> Try it: Please write out every record exactly, but keep any images out of it.

Recorded information Start Marker

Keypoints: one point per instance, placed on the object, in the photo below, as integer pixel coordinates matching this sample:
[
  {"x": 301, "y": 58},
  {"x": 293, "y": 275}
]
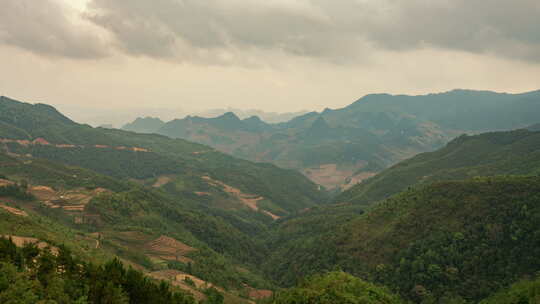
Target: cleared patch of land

Recorded information End Marker

> Problem solution:
Keypoints: one point per instance, placed on the object, in the photo below, as integer pixel coordinates matching this sample:
[
  {"x": 301, "y": 58},
  {"x": 293, "y": 275}
]
Target: cleared patch of land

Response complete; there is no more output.